TASK BRIEF: Collect every line of the listing below that contains the word "black", treating uppercase and lowercase as different.

[Rows of box annotation data]
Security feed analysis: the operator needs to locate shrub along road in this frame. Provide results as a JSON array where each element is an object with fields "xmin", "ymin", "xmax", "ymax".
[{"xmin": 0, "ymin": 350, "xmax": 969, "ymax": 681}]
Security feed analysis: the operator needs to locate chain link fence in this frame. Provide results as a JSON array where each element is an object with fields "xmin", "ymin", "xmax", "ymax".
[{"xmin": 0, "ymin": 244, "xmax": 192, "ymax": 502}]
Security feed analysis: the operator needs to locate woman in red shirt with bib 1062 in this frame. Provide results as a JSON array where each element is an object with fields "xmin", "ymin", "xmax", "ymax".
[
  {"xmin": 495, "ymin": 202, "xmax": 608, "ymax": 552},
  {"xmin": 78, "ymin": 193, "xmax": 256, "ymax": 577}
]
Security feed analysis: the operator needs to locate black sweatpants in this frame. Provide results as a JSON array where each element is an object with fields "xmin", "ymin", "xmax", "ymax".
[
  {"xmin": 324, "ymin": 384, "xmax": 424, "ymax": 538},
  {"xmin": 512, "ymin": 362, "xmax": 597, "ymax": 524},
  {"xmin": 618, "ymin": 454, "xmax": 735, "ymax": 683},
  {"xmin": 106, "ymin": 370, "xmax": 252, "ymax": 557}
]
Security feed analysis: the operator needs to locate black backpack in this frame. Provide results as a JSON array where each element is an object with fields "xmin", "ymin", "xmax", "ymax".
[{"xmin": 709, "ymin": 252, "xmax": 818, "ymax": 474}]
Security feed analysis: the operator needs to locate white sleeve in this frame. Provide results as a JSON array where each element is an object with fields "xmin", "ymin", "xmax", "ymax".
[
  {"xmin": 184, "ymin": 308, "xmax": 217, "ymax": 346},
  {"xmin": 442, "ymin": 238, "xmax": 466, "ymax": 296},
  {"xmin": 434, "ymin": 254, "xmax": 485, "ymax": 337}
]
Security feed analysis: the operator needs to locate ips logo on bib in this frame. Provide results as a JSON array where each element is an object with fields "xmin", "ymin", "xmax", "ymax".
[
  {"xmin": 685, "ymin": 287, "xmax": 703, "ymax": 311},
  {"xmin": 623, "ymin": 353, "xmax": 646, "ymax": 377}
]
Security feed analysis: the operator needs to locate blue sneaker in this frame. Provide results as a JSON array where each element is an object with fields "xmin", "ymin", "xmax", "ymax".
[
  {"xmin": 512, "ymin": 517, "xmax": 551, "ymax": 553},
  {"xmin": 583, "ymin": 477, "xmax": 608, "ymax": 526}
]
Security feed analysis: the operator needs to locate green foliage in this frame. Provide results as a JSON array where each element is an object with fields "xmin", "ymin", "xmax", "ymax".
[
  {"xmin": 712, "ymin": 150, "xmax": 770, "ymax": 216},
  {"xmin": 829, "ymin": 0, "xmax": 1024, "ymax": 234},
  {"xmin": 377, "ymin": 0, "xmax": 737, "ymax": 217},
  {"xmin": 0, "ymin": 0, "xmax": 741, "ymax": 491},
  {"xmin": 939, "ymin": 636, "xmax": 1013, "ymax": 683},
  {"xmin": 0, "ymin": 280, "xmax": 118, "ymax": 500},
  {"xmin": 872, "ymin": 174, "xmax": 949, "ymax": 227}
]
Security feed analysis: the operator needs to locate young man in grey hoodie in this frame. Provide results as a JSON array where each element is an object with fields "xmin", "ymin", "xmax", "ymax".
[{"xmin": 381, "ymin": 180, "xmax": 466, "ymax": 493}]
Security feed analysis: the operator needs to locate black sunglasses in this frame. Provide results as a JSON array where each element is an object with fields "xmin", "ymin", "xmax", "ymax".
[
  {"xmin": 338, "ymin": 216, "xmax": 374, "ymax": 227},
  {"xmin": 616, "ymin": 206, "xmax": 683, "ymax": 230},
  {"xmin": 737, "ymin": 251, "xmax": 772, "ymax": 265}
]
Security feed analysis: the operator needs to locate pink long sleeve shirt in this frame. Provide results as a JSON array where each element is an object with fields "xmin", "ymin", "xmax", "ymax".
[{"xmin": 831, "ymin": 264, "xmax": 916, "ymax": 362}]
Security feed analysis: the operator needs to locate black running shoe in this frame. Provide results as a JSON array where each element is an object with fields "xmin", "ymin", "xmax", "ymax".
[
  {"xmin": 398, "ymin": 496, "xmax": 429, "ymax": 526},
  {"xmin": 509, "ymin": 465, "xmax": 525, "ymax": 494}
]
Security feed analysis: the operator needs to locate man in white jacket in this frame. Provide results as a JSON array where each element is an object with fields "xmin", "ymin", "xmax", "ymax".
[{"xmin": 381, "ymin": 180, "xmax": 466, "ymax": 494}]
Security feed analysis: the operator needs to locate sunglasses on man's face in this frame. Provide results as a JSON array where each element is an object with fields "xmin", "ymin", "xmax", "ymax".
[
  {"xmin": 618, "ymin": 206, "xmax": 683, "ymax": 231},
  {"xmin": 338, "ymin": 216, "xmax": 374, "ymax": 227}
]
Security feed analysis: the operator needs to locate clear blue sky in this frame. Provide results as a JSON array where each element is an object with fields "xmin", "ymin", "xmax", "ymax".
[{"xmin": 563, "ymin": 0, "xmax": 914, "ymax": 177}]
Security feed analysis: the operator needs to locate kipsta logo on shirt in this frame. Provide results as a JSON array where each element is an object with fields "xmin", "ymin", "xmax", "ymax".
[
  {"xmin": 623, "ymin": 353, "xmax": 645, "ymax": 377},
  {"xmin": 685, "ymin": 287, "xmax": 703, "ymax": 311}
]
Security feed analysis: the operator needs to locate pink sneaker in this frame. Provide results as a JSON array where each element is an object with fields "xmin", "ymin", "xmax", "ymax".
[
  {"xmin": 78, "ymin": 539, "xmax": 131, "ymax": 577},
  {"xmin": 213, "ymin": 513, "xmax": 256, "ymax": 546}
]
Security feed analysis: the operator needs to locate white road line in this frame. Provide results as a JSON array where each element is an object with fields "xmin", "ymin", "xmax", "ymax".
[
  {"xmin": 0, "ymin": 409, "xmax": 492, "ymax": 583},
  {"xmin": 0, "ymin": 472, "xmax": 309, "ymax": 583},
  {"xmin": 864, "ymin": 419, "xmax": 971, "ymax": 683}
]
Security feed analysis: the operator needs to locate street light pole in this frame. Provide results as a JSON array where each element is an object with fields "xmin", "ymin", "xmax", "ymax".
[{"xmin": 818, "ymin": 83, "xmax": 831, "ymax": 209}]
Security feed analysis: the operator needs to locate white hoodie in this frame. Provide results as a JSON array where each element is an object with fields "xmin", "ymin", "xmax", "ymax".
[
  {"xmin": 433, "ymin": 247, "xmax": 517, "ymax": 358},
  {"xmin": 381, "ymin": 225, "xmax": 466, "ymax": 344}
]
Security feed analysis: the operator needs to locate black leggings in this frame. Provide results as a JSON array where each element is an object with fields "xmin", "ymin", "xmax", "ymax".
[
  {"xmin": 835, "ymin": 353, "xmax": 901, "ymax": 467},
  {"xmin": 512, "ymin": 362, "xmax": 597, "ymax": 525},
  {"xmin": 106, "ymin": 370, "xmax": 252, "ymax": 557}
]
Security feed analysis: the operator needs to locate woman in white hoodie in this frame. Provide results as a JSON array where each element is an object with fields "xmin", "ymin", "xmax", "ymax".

REPLY TO THE EXERCISE:
Security feed analysis: the operator needs to locate black sweatpants in this frame. Provide results as a JSON array where each element is an object with fields "xmin", "ymin", "xmax", "ymax".
Security feed analysis: the operator needs to locate black backpack in this frame. Provide results as a JSON array where each element is an object with fields "xmin", "ymin", "xmax", "ymax".
Security feed analysis: the operator needs to locate black sunglasses in this frame. Provide results as a JSON array where each element is an object with fields "xmin", "ymin", "xmax", "ymax".
Security feed analysis: the operator needs to locate black running shoe in this frame. Provide results as a JSON array where each element is an object with fields "xmin", "ymin", "xmax", "ymax".
Security feed analysis: the operator needs to locate black leggings in this frame. Provide results as a JSON array where each element is an object with fields "xmin", "ymin", "xmax", "ymax".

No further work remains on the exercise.